# SELECTION
+ + + + + + +

Suckling’s group often wins in court. But instead of helping various parties come to an agreement, as Gina does, Suckling wants to steamroll opponents: “New species listings and new bad press take a terrible toll on agency morale. When we stop the same timber sale three or four times running, the timber planners … feel like their careers are being mocked and destroyed — and they are. So they become much more willing to play by our rules. … Psychological warfare is a very underappreciated aspect of environmental campaigning.”

Of course, “psychological warfare” is too strong a term, but Mr. Suckling’s natural public language seems to be Hyperbolic. In my language, it would be.. “unnecessarily unpleasant experiences” and perhaps sometimes a “hostile work environment.” But let’s check in with the BBER study..

Other ripple effects mentioned by the FS and FWS personnel involved with the SBR case included reduced morale and feelings of frustration among personnel involved from repeatedly having the quality, completeness, and/or validity of their work called into question by litigants, by the press when these cases make it into the news, and by their professional peers and community neighbors.”

What I remember being frustrating about this was the feeling of bringing knitting to a knife fight. We were carefully trained to be collaborative and respectful of other opinions, and yet working in an area in which other people were disrespectful and snarky. One of my employees quit because a certain group she was dealing with were so nasty to her. For me, it wasn’t so much the part between us and the appellants/plaintiffs (although that does wear on you, others can be snarky and inaccurate but we have to be respectful and accurate), but the part about what gets to the neighbors and in the press. Note that in this case, it’s not just the FS but the FWS folks involved. It can feel like being beaten over and over again, but being unable to fight back. It’s not a good feeling.

The reasons I’ve heard to not reply to inaccurate statements included: 1. if we tell our story/ attempt to correct what is stated, it will sound defensive. 2. It’s in litigation, we can’t tell our story, the cone of silence has descended. I’d be interested in other reasons that folks have heard. The feeling I got is something along the lines of “it’s a contentious world but we can’t get involved, it will only make it worse.” Solution-wise, we could imagine an “Adopt-a-Project” Program in which we get folks (perhaps retirees?), train them to “fight back” and give them the appropriate tools. This could be scary for the Agency, because of losing control, but it seems to me that you need to balance someone “assuming the best” with folks who are “assuming and promulgating” the worst if the public is to get an accurate view of what is happening on their National Forests. Other ideas to help those on the front lines?

+ + + + + + +

Region annotation entries
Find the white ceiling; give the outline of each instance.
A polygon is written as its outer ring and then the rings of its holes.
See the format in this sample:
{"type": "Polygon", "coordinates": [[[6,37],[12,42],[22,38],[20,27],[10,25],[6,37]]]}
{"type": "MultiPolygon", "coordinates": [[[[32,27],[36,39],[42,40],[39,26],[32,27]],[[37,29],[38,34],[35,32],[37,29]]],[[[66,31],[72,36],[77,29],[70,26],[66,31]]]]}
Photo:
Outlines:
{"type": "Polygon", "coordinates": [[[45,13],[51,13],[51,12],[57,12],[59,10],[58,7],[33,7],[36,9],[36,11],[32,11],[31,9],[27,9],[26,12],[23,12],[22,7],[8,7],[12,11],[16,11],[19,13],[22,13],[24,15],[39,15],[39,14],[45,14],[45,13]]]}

+ + + + + + +

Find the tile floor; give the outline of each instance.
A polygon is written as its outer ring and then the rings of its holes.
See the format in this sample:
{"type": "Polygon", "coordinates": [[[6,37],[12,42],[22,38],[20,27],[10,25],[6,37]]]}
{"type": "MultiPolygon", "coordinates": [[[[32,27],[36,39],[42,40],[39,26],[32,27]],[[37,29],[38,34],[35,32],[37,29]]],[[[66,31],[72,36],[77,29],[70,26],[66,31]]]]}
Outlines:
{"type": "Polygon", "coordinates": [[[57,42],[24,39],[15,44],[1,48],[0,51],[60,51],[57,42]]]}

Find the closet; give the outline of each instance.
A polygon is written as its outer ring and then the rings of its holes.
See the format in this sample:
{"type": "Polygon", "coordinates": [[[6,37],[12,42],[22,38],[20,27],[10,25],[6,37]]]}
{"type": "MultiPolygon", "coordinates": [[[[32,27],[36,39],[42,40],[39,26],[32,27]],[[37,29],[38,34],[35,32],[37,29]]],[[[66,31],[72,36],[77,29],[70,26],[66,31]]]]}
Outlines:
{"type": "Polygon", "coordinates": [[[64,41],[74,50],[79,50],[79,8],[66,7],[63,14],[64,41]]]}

+ + + + + + +

# PROBLEM SET
1 – Transcribe everything in the passage on agency morale from "What I remember" down to "a good feeling.".
2 – In the passage on agency morale, what program does the writer imagine as a possible solution?
3 – According to the passage on agency morale, by whom was the work of the FS and FWS personnel called into question? List each one.

# RESPONSES PER TASK
1 –
What I remember being frustrating about this was the feeling of bringing knitting to a knife fight. We were carefully trained to be collaborative and respectful of other opinions, and yet working in an area in which other people were disrespectful and snarky. One of my employees quit because a certain group she was dealing with were so nasty to her. For me, it wasn’t so much the part between us and the appellants/plaintiffs (although that does wear on you, others can be snarky and inaccurate but we have to be respectful and accurate), but the part about what gets to the neighbors and in the press. Note that in this case, it’s not just the FS but the FWS folks involved. It can feel like being beaten over and over again, but being unable to fight back. It’s not a good feeling.

2 – An "Adopt-a-Project" Program, in which folks would be trained to "fight back" and given the appropriate tools.

3 –
- Litigants
- The press
- Professional peers
- Community neighbors